═════ EXTRAIT DU TEXTE ═════

Classictoulouse : Quel regard portez-vous sur la saison 22/23 ?
Christophe Ghristi : C’est l’aboutissement d’un travail que j’ai entrepris de longue date. Elle a été portée par le succès rencontré tout au long des représentations. De nombreuses soirées ont affiché complet et notamment les deux spectacles donnés en fin de saison, deux ouvrages jamais donnés à Toulouse, le Mefistofele de Boito et Le Viol de Lucrèce de Britten. Je pense que nous avons renoué un pacte très fort entre le Capitole et son public. Ce dernier nous fait à présent confiance et s’est ouvert à la découverte d’œuvres qu’il ne connaît pas.
Quelques points-clés de la saison 23/24 ?

═════

» **CONSIGNES**:
1. Répondez aux questions suivantes d'après l'extrait :
(a) Sur quelle saison porte la première question posée à Christophe Ghristi ?
(b) Quels deux ouvrages, jamais donnés à Toulouse, ont été présentés en fin de saison ?
(c) Quelle saison est évoquée dans la dernière question ?
2. Relevez dans l'extrait, sans rien modifier, le passage qui s'ouvre sur les mots « Christophe Ghristi : C’est » et se clôt sur « ne connaît pas. ».

═════ DONNÉES FOURNIES ═════

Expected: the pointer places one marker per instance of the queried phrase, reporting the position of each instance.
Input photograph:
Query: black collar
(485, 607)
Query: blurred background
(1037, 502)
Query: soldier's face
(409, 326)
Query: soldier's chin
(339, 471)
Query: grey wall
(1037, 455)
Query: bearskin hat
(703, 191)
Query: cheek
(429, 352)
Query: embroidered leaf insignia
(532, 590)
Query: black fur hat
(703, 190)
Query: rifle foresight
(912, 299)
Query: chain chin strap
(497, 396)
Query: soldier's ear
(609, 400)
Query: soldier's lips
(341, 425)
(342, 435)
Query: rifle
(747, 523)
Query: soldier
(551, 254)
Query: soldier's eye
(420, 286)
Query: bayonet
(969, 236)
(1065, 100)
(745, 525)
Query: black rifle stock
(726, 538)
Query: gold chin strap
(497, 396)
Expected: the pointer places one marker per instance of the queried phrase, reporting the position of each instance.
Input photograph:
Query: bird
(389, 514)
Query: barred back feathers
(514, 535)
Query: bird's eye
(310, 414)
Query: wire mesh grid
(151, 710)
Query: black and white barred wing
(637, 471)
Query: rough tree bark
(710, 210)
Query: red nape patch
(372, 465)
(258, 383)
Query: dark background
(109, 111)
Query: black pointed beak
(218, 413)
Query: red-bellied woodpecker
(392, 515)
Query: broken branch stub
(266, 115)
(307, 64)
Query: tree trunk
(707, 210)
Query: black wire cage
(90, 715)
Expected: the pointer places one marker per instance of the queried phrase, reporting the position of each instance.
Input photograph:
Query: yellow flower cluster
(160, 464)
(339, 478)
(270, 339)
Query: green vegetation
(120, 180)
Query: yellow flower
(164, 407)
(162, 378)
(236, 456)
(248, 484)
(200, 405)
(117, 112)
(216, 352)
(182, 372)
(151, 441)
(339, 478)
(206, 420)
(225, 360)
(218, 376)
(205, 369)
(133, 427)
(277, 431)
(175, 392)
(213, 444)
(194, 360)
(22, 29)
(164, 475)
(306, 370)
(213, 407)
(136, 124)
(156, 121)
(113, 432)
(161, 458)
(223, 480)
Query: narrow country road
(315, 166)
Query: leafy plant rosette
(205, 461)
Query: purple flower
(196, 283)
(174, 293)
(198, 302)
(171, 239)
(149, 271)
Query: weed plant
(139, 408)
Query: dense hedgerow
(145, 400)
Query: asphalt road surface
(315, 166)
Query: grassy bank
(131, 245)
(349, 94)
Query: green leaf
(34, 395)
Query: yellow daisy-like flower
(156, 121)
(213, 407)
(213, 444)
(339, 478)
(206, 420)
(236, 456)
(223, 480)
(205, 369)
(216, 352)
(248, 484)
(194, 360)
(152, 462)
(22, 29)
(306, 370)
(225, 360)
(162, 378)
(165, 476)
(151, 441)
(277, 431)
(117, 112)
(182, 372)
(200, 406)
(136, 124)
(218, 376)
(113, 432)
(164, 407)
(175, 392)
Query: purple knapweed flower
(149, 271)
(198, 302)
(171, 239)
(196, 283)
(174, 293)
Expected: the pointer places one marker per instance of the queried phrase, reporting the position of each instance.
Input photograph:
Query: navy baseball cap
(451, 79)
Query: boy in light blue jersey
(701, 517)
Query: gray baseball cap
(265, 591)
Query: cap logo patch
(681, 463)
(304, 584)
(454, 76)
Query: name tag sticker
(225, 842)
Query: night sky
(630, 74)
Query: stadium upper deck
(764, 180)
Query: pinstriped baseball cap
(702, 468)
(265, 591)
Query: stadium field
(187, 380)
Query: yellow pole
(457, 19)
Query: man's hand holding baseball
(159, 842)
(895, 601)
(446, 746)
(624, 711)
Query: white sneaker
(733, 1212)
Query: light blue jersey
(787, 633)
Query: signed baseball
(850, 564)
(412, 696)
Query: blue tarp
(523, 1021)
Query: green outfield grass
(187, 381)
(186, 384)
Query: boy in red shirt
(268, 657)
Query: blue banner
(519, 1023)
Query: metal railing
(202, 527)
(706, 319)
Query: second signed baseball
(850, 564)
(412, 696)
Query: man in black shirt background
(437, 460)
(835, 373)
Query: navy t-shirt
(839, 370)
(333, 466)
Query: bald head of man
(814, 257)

═════

» **RÉPONSES COMPLÈTES**:
1.
(a) La saison 22/23.
(b) Le Mefistofele de Boito et Le Viol de Lucrèce de Britten.
(c) La saison 23/24.

2.
Christophe Ghristi : C’est l’aboutissement d’un travail que j’ai entrepris de longue date. Elle a été portée par le succès rencontré tout au long des représentations. De nombreuses soirées ont affiché complet et notamment les deux spectacles donnés en fin de saison, deux ouvrages jamais donnés à Toulouse, le Mefistofele de Boito et Le Viol de Lucrèce de Britten. Je pense que nous avons renoué un pacte très fort entre le Capitole et son public. Ce dernier nous fait à présent confiance et s’est ouvert à la découverte d’œuvres qu’il ne connaît pas.